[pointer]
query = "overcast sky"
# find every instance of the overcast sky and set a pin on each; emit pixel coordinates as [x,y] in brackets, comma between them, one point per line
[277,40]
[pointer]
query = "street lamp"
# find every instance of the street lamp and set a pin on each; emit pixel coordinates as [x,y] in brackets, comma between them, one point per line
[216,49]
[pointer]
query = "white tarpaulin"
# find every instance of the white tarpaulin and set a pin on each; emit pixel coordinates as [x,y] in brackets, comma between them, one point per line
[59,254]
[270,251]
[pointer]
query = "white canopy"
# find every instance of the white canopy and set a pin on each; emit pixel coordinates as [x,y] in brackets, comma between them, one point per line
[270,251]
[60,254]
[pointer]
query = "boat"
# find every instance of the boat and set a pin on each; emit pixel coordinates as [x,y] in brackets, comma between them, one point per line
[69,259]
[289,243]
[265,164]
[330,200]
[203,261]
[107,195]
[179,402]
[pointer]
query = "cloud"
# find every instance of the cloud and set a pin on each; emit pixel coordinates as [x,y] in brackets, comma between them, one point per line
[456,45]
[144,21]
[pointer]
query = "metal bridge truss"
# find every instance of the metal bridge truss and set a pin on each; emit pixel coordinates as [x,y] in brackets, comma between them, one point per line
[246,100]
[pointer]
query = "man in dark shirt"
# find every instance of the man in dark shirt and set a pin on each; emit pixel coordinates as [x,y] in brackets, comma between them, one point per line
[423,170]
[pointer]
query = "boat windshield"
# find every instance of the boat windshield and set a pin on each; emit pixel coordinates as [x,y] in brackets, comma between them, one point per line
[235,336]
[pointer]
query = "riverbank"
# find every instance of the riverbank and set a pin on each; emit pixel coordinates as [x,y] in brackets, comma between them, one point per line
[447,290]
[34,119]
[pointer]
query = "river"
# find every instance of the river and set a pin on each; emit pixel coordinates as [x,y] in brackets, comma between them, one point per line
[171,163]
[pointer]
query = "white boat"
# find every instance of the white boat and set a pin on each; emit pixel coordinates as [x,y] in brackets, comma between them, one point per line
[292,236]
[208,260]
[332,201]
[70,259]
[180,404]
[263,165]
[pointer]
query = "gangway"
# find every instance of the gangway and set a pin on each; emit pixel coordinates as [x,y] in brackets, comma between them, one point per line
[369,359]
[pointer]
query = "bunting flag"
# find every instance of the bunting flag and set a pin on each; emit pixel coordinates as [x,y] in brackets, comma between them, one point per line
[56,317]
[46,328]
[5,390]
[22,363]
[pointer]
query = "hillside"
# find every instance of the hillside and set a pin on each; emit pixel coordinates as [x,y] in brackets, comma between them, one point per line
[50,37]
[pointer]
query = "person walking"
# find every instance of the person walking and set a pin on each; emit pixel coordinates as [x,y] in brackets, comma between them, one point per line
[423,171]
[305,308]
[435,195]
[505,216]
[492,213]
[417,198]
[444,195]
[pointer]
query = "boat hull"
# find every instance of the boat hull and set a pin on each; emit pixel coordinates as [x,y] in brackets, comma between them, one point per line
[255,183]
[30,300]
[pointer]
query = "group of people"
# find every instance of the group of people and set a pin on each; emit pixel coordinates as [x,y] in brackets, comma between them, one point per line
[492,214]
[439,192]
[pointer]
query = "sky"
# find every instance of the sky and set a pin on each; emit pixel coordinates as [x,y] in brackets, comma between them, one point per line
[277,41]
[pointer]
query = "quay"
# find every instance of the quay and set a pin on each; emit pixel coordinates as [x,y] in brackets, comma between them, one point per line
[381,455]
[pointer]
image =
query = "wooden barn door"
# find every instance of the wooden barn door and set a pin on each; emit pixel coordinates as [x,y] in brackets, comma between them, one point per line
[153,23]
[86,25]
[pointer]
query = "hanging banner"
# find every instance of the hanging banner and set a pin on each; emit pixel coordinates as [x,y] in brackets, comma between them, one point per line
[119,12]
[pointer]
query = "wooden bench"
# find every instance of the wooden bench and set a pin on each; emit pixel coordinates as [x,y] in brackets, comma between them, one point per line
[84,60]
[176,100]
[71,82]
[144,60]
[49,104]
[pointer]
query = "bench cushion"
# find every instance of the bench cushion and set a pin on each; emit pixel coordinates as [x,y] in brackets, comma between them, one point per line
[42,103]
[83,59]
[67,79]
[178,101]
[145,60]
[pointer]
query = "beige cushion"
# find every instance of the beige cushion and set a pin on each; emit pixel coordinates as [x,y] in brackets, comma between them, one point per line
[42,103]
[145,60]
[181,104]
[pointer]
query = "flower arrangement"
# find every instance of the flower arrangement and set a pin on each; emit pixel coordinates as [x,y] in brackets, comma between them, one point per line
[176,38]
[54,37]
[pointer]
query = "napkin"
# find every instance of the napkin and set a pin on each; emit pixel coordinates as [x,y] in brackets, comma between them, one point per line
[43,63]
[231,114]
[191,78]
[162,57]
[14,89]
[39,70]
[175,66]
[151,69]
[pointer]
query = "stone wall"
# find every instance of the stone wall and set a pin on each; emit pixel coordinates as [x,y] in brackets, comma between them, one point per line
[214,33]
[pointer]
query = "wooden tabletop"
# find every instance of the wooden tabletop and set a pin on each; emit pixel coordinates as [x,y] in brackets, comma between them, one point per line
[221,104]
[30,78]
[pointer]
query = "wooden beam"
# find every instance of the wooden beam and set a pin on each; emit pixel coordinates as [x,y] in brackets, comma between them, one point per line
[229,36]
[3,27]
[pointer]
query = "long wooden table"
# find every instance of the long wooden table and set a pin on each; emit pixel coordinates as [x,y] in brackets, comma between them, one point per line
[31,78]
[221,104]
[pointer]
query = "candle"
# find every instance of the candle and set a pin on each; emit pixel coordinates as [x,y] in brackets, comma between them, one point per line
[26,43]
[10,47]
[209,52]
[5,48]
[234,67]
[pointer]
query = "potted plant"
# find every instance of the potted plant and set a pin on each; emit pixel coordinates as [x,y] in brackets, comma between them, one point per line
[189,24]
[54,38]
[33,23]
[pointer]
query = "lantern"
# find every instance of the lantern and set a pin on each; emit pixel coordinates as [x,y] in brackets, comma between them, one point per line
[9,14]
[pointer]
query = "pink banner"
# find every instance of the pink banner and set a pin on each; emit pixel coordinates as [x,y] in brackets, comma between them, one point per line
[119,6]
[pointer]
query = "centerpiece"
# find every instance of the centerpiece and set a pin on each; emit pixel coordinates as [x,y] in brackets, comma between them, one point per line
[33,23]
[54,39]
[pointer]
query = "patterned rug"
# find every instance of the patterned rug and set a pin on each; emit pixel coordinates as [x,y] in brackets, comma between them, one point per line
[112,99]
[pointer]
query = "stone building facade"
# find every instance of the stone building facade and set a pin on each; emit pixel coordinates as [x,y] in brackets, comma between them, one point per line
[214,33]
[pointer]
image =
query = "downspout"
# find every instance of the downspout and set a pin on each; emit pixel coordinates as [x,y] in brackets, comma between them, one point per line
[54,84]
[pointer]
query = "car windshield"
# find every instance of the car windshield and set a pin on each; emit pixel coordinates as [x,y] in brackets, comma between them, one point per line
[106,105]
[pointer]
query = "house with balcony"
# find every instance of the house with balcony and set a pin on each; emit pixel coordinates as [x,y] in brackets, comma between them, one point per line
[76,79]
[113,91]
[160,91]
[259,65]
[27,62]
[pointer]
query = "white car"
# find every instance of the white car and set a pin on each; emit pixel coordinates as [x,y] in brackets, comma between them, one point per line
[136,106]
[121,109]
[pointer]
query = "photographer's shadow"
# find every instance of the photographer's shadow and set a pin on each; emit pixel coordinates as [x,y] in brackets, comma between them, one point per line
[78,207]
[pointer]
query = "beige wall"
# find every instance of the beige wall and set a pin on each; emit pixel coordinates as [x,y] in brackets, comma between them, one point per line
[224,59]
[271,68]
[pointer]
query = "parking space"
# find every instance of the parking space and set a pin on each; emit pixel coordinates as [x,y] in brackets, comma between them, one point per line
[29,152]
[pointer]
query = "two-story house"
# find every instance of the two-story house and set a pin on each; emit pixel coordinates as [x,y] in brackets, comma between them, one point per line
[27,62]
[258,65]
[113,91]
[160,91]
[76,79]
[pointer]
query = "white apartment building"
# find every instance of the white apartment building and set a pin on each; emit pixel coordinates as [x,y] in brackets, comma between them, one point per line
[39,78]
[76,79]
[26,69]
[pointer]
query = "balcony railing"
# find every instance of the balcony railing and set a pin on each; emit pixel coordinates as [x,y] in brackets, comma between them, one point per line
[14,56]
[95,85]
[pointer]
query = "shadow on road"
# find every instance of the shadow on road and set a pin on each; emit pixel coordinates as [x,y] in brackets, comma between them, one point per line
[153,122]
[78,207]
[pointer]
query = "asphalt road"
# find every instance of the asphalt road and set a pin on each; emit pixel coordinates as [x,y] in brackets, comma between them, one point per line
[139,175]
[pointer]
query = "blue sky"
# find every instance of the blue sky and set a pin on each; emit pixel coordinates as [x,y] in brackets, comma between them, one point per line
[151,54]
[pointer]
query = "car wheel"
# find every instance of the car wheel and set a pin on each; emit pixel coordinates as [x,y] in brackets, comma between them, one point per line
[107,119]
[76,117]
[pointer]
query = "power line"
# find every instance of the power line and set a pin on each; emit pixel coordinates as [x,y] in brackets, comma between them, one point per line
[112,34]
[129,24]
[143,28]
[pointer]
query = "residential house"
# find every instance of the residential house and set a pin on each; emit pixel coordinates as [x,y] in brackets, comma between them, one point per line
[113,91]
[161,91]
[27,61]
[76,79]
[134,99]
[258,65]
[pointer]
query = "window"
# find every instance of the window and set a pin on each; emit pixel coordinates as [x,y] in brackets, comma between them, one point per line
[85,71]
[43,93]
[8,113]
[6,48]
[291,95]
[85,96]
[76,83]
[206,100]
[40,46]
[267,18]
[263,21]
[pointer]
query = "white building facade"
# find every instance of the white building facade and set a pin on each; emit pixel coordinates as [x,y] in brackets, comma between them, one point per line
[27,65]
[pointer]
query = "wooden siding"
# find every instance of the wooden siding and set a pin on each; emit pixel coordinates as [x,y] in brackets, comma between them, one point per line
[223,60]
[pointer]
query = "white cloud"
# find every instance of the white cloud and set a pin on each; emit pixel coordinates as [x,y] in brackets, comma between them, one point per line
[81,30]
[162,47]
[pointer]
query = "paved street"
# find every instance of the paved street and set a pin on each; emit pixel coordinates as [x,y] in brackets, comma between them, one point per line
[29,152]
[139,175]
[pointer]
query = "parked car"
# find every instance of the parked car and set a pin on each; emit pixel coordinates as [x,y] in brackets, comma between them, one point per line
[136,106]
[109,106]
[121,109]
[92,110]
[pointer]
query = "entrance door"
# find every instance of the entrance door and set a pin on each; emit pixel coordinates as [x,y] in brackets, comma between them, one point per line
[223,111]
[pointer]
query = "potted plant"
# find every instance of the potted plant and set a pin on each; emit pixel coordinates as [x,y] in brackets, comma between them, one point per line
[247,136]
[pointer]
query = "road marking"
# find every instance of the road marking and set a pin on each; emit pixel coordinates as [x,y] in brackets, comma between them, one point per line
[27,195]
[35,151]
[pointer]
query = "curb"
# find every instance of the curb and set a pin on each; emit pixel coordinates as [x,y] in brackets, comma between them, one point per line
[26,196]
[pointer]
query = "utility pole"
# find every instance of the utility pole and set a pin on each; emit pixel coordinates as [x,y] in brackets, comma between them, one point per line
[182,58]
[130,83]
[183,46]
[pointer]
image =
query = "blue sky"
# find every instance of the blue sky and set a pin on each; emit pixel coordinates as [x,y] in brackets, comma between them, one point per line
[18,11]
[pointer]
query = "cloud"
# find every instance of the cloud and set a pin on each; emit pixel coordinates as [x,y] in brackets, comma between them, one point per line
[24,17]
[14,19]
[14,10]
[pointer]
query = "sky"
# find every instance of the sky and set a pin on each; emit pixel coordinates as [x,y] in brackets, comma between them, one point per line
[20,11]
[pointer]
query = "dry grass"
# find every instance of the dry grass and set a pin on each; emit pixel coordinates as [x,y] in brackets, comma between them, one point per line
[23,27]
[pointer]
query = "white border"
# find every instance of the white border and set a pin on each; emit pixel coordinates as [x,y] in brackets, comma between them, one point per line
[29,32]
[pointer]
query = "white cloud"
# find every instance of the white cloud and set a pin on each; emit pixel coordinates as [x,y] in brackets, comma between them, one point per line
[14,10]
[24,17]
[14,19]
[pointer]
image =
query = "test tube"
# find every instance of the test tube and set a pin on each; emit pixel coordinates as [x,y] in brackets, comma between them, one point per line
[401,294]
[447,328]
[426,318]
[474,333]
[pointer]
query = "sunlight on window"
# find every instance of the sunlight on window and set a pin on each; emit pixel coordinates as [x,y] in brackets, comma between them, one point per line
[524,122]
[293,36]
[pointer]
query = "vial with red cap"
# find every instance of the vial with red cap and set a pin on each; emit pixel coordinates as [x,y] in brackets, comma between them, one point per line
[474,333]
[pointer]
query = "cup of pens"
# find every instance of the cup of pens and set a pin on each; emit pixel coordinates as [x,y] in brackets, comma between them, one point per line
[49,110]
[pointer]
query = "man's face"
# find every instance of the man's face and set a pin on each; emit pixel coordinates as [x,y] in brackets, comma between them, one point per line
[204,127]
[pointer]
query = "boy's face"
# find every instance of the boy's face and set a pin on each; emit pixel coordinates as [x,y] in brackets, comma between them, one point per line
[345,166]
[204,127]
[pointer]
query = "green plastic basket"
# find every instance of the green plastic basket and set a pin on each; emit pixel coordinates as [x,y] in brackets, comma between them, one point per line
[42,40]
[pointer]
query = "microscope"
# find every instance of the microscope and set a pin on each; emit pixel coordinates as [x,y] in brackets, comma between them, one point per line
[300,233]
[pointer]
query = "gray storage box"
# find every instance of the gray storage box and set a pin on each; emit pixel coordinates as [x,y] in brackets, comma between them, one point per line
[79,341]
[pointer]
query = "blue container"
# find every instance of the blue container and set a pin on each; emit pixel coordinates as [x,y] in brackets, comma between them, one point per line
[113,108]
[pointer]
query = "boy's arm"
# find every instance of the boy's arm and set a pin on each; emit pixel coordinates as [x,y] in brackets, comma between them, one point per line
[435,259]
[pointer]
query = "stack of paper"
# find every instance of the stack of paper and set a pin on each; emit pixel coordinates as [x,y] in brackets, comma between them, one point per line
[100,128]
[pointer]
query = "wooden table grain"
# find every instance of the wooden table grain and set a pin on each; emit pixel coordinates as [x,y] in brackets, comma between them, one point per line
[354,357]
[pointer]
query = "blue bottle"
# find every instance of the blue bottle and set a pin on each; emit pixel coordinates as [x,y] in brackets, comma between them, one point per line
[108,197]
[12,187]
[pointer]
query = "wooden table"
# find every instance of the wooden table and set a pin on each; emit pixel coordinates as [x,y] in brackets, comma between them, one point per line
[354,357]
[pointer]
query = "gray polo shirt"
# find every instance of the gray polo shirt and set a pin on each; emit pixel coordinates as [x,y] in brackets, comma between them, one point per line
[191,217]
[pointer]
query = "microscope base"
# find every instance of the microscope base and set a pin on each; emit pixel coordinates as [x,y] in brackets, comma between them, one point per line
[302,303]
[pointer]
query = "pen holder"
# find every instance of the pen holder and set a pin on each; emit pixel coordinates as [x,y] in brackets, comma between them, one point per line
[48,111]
---
Locate every line in the items above that contains the word "quay", and copy each of those lines in full.

**ANSWER TO THIS EXERCISE:**
query = "quay"
# find every instance of the quay and set a pin on each; emit pixel coordinates as [x,y] in brackets, comma between them, one point per line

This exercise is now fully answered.